THE REQUEST: Return the exact lines spanning from the line with "Thank you for sharing the picture. Please indicate the ornate" through the last line of the entries, boundaries included, and no others.

SOURCE RECORDS:

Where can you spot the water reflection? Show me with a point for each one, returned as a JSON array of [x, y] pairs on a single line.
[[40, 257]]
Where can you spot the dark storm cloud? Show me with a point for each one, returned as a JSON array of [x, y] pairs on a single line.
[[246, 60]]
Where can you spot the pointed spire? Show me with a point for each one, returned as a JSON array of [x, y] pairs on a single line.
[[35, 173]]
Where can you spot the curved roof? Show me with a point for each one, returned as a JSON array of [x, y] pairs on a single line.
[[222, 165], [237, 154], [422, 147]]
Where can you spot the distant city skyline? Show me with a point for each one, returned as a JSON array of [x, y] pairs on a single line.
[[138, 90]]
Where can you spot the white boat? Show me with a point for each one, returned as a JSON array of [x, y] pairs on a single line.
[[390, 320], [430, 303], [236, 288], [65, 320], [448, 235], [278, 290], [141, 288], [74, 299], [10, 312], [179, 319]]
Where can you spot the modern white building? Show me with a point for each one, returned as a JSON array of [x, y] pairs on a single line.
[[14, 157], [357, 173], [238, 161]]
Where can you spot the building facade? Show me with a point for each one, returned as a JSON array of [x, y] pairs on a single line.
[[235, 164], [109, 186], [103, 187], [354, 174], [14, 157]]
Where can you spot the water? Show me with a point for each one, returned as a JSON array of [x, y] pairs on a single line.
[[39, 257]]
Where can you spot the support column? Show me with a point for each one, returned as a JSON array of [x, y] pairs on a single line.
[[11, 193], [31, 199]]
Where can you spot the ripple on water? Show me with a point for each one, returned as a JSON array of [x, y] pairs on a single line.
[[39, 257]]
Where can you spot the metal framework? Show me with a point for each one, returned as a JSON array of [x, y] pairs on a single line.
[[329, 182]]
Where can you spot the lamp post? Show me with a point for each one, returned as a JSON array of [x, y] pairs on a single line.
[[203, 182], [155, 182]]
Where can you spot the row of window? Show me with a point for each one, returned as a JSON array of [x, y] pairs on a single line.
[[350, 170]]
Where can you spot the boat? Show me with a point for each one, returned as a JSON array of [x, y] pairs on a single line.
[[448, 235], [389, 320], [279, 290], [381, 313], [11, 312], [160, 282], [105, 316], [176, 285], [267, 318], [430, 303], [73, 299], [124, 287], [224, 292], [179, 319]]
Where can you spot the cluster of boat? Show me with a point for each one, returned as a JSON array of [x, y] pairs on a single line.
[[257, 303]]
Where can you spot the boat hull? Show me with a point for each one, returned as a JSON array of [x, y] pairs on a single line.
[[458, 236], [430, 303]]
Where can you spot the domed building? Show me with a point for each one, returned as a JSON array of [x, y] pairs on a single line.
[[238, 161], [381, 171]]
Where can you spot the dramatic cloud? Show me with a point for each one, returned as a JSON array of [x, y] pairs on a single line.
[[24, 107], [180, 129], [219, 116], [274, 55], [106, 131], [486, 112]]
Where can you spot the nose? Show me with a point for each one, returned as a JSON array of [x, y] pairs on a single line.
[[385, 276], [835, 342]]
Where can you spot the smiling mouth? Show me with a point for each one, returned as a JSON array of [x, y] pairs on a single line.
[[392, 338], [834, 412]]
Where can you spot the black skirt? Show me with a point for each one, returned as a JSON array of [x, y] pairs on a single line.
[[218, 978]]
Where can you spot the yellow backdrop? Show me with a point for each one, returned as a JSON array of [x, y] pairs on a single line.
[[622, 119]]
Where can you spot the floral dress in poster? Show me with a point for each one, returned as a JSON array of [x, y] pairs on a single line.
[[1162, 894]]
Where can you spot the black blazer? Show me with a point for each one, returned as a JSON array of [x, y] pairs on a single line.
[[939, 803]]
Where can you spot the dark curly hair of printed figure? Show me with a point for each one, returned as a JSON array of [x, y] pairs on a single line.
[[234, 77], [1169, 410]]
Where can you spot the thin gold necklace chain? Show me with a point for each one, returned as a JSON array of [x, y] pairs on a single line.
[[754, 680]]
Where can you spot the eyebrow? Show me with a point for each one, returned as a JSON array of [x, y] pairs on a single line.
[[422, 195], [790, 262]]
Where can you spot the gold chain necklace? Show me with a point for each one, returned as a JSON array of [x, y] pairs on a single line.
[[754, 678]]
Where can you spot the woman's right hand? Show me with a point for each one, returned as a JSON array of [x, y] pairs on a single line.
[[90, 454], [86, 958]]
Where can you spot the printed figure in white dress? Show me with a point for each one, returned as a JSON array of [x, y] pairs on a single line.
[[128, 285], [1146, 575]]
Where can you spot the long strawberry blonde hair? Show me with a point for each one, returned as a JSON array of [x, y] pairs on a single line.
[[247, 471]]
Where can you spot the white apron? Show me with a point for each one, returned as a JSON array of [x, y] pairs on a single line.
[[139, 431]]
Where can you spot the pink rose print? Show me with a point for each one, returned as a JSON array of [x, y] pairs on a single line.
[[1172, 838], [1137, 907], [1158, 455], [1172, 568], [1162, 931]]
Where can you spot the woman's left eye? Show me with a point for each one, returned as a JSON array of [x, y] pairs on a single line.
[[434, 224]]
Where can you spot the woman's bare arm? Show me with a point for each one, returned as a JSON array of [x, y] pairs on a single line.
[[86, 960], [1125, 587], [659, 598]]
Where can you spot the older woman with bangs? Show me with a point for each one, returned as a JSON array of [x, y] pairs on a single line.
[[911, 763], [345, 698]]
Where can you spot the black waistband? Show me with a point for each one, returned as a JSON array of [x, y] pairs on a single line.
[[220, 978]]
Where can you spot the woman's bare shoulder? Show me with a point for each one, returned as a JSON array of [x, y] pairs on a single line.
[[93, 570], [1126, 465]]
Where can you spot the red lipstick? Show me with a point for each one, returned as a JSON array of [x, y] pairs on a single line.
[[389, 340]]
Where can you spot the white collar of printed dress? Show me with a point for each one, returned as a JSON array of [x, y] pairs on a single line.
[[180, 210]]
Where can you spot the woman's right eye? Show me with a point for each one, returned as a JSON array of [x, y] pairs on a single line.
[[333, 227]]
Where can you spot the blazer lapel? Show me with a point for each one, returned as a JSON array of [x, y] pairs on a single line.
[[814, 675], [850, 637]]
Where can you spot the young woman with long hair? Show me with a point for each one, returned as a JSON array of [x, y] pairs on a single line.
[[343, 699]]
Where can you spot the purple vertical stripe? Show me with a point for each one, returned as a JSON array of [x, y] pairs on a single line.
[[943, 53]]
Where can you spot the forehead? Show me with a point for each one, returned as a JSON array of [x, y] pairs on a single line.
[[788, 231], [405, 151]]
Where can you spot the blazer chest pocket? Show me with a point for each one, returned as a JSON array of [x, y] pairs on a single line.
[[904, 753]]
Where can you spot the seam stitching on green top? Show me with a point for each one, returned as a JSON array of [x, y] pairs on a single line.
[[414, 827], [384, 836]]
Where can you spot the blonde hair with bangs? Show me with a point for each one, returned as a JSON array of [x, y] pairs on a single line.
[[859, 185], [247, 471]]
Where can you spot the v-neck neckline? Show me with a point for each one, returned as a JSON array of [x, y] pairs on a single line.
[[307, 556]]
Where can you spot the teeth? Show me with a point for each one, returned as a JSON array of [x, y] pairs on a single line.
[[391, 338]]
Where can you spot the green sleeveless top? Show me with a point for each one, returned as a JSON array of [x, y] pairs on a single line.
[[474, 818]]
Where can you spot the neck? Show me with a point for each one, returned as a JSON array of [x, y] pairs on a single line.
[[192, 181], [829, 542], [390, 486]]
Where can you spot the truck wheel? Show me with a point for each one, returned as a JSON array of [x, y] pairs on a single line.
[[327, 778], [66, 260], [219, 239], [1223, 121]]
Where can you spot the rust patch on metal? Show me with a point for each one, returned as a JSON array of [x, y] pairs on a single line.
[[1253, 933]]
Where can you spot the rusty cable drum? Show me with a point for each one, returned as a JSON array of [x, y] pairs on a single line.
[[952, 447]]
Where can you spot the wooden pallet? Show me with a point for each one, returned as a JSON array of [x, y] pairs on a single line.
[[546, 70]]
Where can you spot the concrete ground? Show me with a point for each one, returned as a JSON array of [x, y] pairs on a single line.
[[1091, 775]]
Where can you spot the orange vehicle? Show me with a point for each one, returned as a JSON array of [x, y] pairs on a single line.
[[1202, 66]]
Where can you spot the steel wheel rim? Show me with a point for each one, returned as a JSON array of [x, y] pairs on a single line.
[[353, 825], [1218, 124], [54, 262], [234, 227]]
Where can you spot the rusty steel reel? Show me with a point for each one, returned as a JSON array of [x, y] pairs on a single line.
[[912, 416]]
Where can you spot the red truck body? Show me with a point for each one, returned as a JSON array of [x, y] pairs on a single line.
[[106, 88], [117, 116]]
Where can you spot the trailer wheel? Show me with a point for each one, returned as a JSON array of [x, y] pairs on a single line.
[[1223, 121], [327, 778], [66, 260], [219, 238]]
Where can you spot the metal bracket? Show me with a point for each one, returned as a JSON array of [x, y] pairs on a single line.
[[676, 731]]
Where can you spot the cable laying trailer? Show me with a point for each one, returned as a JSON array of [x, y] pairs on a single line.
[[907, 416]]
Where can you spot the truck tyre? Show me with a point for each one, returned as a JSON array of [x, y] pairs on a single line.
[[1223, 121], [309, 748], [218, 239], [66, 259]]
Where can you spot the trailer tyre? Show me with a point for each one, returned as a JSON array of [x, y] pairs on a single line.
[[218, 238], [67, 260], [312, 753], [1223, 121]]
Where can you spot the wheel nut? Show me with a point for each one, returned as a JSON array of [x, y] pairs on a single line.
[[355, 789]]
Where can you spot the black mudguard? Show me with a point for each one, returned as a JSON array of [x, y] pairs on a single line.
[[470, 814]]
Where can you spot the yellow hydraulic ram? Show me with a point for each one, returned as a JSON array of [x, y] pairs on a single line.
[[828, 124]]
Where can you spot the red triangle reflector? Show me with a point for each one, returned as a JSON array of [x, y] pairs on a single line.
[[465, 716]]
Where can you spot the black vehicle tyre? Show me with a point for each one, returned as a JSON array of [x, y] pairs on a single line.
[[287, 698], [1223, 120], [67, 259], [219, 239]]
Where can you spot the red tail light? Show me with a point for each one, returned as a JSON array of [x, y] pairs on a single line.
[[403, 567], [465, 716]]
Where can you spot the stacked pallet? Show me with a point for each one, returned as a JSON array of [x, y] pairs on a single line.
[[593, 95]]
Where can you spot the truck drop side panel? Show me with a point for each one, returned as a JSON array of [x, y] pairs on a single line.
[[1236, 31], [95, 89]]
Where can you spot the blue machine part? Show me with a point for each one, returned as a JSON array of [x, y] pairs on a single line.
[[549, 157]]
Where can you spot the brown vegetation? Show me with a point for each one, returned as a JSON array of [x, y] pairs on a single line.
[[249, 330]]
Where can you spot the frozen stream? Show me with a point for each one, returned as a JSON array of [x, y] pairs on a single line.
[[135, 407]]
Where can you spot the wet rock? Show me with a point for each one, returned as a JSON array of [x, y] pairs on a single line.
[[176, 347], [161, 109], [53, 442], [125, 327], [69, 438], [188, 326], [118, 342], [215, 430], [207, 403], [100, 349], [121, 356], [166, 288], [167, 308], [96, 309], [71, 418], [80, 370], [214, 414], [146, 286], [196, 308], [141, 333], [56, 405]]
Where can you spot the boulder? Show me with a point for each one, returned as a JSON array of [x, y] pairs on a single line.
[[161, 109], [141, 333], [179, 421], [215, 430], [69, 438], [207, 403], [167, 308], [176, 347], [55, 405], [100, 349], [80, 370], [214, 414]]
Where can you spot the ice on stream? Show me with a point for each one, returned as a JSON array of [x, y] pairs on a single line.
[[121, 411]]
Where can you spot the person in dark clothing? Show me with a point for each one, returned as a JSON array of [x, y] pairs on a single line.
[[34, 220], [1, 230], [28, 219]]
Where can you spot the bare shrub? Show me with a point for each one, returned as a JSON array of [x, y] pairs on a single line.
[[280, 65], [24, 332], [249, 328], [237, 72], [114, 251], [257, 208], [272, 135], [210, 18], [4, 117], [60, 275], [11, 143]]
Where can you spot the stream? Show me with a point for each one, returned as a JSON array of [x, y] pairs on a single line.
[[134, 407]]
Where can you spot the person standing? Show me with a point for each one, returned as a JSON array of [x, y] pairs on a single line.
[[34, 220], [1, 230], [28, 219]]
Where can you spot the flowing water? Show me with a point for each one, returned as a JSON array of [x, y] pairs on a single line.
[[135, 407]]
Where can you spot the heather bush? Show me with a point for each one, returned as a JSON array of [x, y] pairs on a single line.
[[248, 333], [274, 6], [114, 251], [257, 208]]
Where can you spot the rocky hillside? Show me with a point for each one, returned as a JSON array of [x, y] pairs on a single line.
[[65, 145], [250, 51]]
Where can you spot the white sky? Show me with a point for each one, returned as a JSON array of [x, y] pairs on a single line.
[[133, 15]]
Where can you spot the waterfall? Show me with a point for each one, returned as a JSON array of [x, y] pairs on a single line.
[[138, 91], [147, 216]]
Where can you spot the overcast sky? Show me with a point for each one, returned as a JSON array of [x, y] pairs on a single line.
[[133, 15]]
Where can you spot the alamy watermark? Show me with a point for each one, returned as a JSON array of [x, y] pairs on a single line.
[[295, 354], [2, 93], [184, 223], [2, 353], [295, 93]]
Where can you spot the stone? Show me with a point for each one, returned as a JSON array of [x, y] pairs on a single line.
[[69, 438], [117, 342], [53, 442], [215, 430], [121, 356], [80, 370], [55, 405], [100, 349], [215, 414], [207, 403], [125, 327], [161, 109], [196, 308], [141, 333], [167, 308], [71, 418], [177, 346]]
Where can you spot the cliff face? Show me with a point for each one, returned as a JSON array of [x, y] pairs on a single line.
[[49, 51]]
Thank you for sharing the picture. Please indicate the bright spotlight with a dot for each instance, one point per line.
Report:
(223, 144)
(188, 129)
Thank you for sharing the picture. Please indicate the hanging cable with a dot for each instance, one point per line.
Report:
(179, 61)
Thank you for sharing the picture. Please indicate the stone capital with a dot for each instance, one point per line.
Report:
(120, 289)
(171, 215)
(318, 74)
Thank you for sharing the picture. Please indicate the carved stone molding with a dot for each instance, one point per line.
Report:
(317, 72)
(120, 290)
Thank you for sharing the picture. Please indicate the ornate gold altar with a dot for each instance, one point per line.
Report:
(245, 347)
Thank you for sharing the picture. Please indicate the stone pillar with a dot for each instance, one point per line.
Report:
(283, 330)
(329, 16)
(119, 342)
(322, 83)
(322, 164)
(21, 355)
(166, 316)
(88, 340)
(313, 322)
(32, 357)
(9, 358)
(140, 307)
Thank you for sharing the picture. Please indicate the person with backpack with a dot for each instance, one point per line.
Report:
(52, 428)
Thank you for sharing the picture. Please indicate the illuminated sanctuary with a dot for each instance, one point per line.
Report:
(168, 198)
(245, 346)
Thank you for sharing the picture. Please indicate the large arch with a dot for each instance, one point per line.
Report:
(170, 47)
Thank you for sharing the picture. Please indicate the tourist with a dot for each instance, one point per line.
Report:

COMPLETED EXERCISE:
Thank you for sharing the picture. Please indicate the ornate gold altar with a dot for each instance, one point per line.
Report:
(245, 347)
Thank you for sharing the picture. Please indicate the stone pillar with a dot for each instance, one point per line.
Report:
(283, 330)
(329, 16)
(119, 342)
(322, 83)
(322, 164)
(21, 355)
(166, 316)
(88, 340)
(313, 322)
(32, 357)
(9, 358)
(140, 307)
Thank you for sharing the picture. Please indicate the person with backpack with a dot for each instance, one point per line.
Report:
(52, 428)
Thank you for sharing the picture. Please indicate the illuminated sanctuary with a dot for each instance, one point per line.
Report:
(168, 198)
(245, 346)
Thank you for sharing the picture. Please indicate the large arch with a dot for each instance, one point per line.
Report:
(170, 47)
Thank you for sharing the picture. Please indicate the tourist with a dot for each instance, one point per line.
Report:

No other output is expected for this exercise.